Le lendemain jeudi 21 décembre, ce sont les visites à Kankan et à Faranah, la ville natale de Sékou Touré. Comme on pouvait s'y attendre, l'accueil dans les deux villes est enthousiaste (les discours prononcés par le président français figurent en annexe). Se trouvant en permanence côte à côte, en avion (c'est la Caravelle du GLAM qui transporte les délégations), en voiture, dans la tribune, ou en marchant main dans la main, les deux hommes peuvent réellement se parler et faire petit à petit mieux connaissance. Mon objectif était atteint. A Kankan, se souvenant de l'incident rapporté plus haut, Sékou Touré me glisse dans l'oreille :
— Votre ami Kourouma Laye s'est bien réhabilité.
A Faranah, on sent que le président guinéen est ému par la référence que fait Giscard d'Estaing aux deux sources que représente Faranah, celle du fleuve Niger, celle de la famille de Sékou Touré.
Dans l'après-midi, à 17 heures, de retour à Conakry, c'est le premier grand moment politique de ce voyage : la manifestation au Stade du 28 septembre.
— Les tribunes sont comme des flocons de coton, dépeint Horoya (qui a écrit "flacons" !) ; la tribune colorée animée par des élèves du CER 2 août 71 et la pelouse verte parsemée de jeunes filles uniformément vêtues et agitant de grosses fleurs roses offrent un panorama attrayant et enchanteur.
A bord de la Cadillac blanche décapotable qu'affectionne Sékou Touré, mais qu'exceptionnellement il ne conduit pas lui-même, les deux présidents et madame Giscard d'Estaing, debout à l'arrière du véhicule (madame Andrée est assise devant à côté du chauffeur) font un triomphal tour d'honneur du stade avant de s'installer dans la tribune officielle.
Le président Sékou Touré relance l'ambiance en criant des slogans révolutionnaires repris par la foule et en souhaitant en quelques mots la bienvenue aux hôtes français, puis il prononce son discours (dont l'essentiel figure en annexe).
Ce n'est pas l'un des meilleurs de Sékou Touré, et les auditeurs venus de Paris n'y trouvent pas l'élan rhétorique et la foi révolutionnaire habituels. Il est clair que Sékou avait voulu faire court et précis.
Le texte en avait été rédigé à l'avance, sans aucune place à l'improvisation chère d'habitude à Sékou Touré, et qui y excellait (on a vu qu'il avait voulu le soumettre à l'auteur, qui avait refusé de le prendre).
Il tient en tous cas à rappeler qu'il n'a jamais cessé de vouloir entretenir de bonnes relations avec Paris et que c'est la mauvaise volonté de Paris qui ne l'a pas permis.
— Votre mérite personnel inestimable, celui que vous reconnaît le Peuple révolutionnaire de Guinée, est d'avoir mis fin aux vicissitudes qui caractérisaient les relations entre votre pays et le nôtre, en bravant l'hostilité de certains milieux français et les réserves de bien d'autres ; c'est d'avoir fait rétablir le pont d'amitié et de confiance entre la France et la Guinée, et, avec un courage admirable, d'avoir affirmé solennellement votre sincère volonté d'apporter à notre jeune Nation une partie de l'expérience historique accumulée par la France afin de lui faciliter sa marche en avant par la mise en valeur de certaines ressources naturelles dont dispose la République de Guinée.

------------------------------------------------------------------------

OBJECTIF ÉNONCÉ 1:
Répondez à ces questions sur l'extrait consacré à la visite de Giscard d'Estaing en Guinée :
(a) Quel appareil transporte les délégations ?
(b) À quelle heure commence la manifestation au Stade du 28 septembre ?
(c) Où madame Andrée est-elle assise dans la Cadillac ?

Lignes du jeu de données sur l'emplacement des objets
------------------------------------------------------------------------

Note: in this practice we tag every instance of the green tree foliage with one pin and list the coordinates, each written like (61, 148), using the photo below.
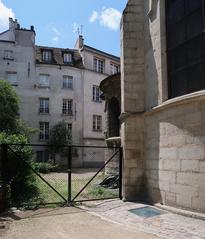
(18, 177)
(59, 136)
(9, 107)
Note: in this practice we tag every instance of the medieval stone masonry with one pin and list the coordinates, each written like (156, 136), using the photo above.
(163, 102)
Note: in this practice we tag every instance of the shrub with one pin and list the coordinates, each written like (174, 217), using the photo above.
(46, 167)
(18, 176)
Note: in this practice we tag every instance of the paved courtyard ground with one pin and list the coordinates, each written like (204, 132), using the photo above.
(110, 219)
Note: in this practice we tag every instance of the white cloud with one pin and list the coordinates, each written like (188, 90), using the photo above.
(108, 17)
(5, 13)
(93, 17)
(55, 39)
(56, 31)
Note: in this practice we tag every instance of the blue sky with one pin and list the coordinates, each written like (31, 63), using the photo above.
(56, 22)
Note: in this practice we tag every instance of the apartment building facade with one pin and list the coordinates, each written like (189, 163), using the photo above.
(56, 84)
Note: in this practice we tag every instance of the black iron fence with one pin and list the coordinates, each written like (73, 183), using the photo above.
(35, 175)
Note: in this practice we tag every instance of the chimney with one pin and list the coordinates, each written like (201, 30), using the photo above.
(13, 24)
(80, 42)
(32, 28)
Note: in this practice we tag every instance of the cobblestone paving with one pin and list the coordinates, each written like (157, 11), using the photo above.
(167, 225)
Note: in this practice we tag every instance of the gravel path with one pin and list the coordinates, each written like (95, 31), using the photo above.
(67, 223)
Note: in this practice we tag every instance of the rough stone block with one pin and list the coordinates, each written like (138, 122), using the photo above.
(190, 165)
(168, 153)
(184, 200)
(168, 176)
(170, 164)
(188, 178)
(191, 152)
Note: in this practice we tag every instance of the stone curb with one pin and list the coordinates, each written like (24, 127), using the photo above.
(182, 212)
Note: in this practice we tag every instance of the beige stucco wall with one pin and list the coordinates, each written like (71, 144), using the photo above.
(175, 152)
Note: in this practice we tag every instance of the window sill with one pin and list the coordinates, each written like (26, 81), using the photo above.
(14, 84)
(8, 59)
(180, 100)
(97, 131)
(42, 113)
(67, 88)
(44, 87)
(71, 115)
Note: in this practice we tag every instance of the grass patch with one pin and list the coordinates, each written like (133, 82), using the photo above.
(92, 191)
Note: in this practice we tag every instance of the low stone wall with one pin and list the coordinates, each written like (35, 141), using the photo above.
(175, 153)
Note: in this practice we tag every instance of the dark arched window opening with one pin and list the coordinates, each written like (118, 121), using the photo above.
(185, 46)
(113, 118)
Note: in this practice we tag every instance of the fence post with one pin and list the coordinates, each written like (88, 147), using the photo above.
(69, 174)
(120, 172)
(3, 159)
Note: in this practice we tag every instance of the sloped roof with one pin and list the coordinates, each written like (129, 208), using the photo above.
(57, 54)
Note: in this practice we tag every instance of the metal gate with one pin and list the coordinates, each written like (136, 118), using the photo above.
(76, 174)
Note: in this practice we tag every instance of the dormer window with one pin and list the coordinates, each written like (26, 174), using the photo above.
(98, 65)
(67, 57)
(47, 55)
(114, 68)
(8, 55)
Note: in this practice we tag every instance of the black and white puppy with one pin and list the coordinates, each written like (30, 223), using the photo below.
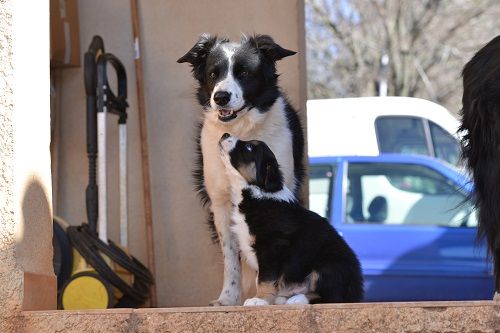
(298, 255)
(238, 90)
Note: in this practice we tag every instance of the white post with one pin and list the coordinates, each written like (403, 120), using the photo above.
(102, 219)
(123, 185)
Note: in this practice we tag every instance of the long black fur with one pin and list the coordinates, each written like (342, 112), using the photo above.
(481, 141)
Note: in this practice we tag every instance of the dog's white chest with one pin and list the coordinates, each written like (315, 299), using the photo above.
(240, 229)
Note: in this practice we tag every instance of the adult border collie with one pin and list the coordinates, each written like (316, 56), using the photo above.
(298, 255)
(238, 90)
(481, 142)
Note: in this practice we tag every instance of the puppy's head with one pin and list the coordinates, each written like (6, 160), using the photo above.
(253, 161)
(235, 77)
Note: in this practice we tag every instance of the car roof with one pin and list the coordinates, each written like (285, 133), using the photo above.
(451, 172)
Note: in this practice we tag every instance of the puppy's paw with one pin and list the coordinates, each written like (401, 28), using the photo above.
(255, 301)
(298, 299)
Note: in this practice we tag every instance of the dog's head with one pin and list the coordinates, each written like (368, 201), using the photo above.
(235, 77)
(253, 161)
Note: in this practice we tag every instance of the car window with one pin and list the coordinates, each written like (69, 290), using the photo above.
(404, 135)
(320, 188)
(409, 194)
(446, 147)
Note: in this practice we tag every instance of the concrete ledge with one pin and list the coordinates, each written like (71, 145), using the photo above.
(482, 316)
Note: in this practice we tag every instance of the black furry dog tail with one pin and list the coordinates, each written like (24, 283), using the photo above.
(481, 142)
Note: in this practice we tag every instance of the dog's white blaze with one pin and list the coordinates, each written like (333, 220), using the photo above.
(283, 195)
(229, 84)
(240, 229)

------------------------------------------------------------------------

OBJECTIF ÉNONCÉ 2: Mettez en liste numérotée les lignes du jeu de données, de celle qui contient « 28), using the photo above. » jusqu'à la dernière, ces deux lignes comprises. Laissez de côté les lignes vides.

SOLUTION RÉDIGÉE 1:
(a) La Caravelle du GLAM.
(b) À 17 heures.
(c) Devant, à côté du chauffeur.

SOLUTION RÉDIGÉE 2:
1. Note: in this practice we tag every instance of the puppy's paw with one pin and list the coordinates, each written like (401, 28), using the photo above.
2. (255, 301)
3. (298, 299)
4. Note: in this practice we tag every instance of the dog's head with one pin and list the coordinates, each written like (368, 201), using the photo above.
5. (235, 77)
6. (253, 161)
7. Note: in this practice we tag every instance of the car window with one pin and list the coordinates, each written like (69, 290), using the photo above.
8. (404, 135)
9. (320, 188)
10. (409, 194)
11. (446, 147)
12. Note: in this practice we tag every instance of the concrete ledge with one pin and list the coordinates, each written like (71, 145), using the photo above.
13. (482, 316)
14. Note: in this practice we tag every instance of the black furry dog tail with one pin and list the coordinates, each written like (24, 283), using the photo above.
15. (481, 142)
16. Note: in this practice we tag every instance of the dog's white blaze with one pin and list the coordinates, each written like (333, 220), using the photo above.
17. (283, 195)
18. (229, 84)
19. (240, 229)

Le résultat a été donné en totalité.